[start Data extract]

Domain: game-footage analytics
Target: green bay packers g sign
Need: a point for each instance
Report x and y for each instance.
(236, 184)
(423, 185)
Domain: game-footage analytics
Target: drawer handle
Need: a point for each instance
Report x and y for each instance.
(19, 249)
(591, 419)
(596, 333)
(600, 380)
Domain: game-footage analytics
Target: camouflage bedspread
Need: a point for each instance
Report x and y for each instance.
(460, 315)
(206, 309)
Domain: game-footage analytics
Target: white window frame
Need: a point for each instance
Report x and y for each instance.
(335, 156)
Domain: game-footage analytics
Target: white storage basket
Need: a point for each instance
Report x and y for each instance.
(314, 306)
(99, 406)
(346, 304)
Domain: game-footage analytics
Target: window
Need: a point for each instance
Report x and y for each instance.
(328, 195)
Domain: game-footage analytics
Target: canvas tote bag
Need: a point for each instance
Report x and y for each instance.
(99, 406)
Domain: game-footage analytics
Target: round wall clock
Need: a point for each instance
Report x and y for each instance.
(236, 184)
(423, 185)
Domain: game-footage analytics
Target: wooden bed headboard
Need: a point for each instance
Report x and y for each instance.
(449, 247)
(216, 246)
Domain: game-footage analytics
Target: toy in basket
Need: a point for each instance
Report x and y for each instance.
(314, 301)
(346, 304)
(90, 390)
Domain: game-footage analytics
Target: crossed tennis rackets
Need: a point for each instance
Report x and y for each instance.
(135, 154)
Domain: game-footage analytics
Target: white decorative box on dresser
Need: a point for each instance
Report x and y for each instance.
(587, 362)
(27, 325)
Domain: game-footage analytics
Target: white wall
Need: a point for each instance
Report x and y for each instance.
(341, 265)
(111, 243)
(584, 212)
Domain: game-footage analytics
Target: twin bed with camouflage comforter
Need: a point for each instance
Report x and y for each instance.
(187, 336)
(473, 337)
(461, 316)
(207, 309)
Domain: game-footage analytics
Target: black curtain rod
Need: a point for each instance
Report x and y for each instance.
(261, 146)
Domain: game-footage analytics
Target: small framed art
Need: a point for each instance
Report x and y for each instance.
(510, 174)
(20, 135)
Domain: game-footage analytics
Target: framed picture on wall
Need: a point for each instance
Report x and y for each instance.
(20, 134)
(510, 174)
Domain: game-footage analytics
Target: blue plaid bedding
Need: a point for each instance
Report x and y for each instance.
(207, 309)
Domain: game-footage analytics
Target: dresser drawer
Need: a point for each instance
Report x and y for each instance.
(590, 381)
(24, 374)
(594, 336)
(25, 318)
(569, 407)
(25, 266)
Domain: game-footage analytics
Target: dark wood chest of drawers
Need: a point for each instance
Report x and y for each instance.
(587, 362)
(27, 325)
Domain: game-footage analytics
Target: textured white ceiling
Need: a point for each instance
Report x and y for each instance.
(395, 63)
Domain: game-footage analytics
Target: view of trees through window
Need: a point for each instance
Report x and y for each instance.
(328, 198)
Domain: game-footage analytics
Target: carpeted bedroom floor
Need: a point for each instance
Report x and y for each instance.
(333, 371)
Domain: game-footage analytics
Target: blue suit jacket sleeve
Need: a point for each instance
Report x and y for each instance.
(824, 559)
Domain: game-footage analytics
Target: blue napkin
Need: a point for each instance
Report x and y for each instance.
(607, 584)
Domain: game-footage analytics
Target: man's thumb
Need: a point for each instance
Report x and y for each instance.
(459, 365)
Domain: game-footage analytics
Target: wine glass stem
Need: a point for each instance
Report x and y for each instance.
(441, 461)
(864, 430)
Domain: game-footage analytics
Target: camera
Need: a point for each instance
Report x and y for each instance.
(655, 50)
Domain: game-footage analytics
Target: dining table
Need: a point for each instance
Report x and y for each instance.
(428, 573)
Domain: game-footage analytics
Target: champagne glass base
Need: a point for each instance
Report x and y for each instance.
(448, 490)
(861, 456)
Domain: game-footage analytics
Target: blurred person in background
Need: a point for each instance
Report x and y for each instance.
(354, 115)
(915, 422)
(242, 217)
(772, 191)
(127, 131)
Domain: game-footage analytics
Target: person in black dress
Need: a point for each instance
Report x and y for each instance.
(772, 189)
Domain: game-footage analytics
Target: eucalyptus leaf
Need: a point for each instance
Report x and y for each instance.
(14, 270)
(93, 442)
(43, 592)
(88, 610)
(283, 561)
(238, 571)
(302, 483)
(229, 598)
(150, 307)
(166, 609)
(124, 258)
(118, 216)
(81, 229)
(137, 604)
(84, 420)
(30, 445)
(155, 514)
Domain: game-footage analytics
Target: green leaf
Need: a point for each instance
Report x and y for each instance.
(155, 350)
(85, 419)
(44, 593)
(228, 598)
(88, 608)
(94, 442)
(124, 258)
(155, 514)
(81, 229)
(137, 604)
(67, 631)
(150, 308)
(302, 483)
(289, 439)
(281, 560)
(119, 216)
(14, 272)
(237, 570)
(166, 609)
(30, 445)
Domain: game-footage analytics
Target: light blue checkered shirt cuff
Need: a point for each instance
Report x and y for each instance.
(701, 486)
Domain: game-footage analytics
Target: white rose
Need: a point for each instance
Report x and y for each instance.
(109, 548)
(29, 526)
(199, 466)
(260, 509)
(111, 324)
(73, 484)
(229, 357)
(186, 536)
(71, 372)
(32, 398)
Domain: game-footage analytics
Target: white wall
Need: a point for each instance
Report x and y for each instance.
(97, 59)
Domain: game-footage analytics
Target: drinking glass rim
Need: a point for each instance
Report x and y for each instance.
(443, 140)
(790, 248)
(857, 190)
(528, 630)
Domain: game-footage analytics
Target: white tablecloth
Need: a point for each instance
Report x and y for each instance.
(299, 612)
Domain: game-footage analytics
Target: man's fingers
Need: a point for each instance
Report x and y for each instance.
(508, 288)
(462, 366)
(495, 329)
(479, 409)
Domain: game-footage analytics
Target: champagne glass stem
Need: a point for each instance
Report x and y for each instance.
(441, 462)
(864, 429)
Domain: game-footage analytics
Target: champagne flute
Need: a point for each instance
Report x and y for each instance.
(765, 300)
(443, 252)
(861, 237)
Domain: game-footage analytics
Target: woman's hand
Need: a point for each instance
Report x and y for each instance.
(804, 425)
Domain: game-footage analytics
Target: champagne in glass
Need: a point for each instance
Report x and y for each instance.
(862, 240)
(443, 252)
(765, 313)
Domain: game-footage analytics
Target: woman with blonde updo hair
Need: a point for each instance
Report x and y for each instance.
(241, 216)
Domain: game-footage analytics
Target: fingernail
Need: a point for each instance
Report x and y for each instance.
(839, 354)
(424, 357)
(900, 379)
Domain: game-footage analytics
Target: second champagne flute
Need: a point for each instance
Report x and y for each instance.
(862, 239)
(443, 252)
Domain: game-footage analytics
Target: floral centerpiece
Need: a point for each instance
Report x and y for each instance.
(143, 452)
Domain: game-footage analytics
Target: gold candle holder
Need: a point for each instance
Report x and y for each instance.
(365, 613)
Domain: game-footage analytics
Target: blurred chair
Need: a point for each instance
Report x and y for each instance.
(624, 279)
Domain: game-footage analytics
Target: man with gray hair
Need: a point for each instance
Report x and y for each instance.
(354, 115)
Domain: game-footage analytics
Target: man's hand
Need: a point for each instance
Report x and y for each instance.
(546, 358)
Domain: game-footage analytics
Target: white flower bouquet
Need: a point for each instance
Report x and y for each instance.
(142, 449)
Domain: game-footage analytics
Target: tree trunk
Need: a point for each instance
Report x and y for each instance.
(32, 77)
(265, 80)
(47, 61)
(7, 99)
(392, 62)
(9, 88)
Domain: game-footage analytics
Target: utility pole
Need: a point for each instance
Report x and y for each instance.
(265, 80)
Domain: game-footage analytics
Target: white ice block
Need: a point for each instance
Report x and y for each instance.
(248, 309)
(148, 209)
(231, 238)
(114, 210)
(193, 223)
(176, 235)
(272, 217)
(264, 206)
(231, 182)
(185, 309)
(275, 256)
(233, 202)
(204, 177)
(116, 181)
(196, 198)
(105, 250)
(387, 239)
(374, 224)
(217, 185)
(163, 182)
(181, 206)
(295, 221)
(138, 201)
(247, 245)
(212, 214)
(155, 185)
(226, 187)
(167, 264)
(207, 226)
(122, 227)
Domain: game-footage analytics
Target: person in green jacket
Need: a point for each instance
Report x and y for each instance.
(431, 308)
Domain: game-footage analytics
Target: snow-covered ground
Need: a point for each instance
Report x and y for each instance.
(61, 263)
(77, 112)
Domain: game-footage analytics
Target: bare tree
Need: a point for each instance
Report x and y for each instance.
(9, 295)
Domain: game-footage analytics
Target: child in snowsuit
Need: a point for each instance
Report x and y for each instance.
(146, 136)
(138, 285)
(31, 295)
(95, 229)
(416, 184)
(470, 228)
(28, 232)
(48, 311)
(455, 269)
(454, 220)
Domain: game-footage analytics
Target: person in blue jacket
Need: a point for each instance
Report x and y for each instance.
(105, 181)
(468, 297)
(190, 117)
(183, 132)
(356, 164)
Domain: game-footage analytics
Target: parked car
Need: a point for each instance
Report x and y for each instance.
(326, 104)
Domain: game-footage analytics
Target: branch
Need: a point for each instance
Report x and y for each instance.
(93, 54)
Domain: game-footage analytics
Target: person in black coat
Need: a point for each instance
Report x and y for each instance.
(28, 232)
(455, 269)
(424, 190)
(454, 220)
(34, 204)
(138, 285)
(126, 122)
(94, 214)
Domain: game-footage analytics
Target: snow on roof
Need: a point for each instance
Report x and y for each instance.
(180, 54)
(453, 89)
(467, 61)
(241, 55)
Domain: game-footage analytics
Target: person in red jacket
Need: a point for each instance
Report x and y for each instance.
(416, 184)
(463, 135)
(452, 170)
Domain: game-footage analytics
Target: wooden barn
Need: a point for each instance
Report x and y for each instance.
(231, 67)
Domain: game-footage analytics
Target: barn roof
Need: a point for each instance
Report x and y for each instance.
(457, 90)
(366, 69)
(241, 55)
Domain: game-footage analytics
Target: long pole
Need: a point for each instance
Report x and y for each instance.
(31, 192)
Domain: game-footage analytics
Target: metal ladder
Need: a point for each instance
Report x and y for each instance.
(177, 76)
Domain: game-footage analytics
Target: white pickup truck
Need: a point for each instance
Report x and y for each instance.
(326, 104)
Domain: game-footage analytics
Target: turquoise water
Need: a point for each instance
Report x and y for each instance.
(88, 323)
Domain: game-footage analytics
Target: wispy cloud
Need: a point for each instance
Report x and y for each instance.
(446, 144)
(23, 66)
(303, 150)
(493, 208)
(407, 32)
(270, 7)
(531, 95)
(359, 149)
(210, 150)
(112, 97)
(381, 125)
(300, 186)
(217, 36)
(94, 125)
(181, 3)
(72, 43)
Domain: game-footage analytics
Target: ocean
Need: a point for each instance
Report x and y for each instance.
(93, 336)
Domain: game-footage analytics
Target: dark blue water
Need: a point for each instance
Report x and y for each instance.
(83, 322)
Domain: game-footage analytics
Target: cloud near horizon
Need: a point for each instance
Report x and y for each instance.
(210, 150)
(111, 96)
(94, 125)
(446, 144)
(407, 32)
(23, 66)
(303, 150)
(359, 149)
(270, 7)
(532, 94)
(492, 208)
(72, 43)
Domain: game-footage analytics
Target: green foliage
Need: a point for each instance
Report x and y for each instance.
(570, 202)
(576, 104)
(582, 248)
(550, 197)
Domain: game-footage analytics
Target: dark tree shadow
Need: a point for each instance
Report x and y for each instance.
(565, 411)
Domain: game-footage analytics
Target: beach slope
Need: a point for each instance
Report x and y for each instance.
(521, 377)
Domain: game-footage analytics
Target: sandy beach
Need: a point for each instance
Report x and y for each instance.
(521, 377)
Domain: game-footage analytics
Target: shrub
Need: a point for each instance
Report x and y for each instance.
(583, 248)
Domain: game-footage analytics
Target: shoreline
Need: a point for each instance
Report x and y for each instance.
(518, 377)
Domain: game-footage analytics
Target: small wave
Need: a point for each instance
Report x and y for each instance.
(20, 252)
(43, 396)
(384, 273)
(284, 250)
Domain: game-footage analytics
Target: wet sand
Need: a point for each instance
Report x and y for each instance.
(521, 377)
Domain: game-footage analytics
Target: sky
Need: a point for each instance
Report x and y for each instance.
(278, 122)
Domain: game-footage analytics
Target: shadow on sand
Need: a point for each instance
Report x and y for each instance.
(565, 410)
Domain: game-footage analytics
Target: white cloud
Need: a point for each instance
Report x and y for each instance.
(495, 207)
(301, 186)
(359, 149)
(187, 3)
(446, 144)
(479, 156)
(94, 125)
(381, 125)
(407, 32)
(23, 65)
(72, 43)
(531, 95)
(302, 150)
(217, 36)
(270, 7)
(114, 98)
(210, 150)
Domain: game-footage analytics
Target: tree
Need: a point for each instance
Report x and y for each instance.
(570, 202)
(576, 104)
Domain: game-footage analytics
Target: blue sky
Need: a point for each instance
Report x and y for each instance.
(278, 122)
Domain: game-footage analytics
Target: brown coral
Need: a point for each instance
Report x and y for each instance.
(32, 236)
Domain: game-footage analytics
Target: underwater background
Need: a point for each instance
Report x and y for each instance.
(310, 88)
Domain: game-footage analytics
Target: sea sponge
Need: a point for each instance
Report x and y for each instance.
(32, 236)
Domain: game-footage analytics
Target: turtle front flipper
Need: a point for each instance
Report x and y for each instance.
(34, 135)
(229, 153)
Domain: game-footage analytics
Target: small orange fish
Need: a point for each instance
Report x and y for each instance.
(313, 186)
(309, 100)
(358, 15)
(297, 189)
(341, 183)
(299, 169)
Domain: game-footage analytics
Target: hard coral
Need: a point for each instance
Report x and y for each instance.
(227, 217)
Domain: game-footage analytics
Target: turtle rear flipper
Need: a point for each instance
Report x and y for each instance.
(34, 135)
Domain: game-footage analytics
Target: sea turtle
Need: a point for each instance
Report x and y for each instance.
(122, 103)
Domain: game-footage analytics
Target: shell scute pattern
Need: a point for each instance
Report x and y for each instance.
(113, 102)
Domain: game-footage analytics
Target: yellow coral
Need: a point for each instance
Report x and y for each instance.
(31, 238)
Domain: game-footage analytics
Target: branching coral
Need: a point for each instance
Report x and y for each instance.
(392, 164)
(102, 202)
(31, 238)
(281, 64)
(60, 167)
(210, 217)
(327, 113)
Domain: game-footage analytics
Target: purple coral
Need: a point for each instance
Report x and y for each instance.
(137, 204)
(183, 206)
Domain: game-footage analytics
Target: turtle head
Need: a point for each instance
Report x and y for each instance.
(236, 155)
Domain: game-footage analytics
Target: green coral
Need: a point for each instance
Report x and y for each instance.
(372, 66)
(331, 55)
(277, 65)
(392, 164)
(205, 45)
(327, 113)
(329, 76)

[end Data extract]

▶ **What you will do**
Work out how many lines of the records above contain the string "blue". Reply with that number alone.

▶ **Response**
7